** begin Material for this exercise **
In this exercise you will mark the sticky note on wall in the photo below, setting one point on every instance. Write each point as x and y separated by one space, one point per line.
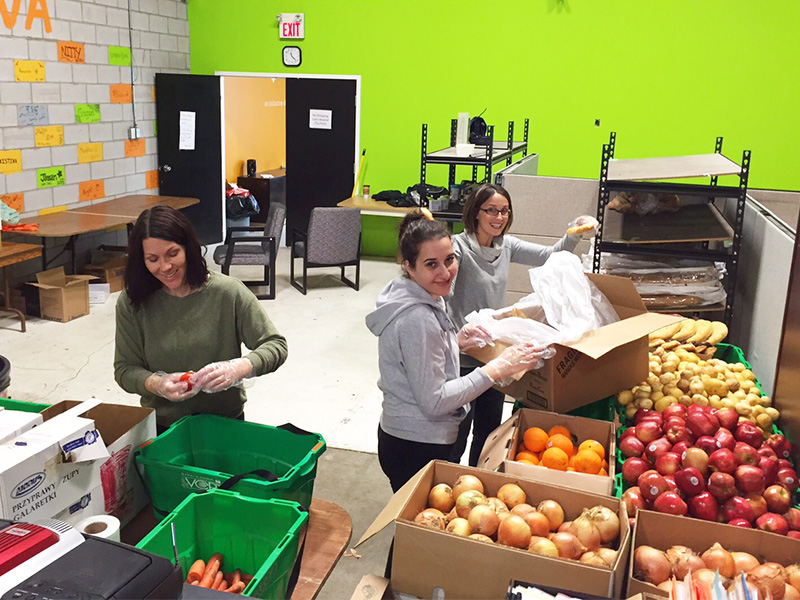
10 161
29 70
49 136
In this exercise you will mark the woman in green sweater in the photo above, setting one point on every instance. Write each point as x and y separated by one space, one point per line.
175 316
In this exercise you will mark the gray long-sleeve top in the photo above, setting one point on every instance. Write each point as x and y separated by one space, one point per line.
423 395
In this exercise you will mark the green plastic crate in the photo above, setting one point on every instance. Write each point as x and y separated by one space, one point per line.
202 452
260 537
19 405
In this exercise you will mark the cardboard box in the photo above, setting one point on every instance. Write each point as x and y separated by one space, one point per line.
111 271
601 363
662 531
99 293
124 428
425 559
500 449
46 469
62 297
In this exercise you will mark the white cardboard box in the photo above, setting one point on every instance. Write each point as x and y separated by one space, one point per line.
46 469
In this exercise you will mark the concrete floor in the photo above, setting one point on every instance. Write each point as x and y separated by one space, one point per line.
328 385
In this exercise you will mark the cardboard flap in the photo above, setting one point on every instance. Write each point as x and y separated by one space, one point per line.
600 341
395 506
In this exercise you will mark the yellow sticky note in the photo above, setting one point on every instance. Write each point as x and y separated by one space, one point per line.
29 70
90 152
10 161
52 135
** end Material for this exercise **
** begin Material for this exercise **
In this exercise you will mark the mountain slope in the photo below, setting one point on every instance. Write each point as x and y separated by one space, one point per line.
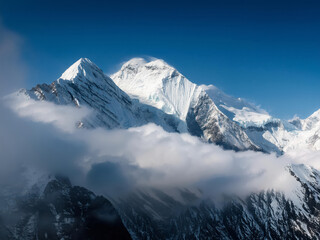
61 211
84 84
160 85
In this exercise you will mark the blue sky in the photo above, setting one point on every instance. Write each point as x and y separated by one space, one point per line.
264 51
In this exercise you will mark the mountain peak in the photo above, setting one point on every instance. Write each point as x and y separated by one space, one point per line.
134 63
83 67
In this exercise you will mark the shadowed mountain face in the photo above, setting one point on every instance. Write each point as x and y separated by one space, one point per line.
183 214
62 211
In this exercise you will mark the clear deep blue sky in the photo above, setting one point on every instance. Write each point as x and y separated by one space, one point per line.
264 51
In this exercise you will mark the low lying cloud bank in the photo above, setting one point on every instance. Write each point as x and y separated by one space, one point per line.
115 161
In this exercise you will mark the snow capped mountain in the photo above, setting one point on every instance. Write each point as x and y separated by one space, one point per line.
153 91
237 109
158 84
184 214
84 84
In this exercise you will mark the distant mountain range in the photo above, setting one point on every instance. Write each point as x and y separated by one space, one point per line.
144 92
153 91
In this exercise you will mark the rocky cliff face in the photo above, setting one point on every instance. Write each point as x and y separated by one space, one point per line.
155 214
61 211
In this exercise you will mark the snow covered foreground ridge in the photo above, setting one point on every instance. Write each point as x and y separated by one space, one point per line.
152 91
** end Material for this exercise **
Task directions — Please find every line above that contains the word "woman" and copy each one out in full. Case counts.

Exercise response —
In this exercise you will mark the woman in green sweater in the photo above, setting one point on every instance. Write each point as x and y separated by one space, one point per line.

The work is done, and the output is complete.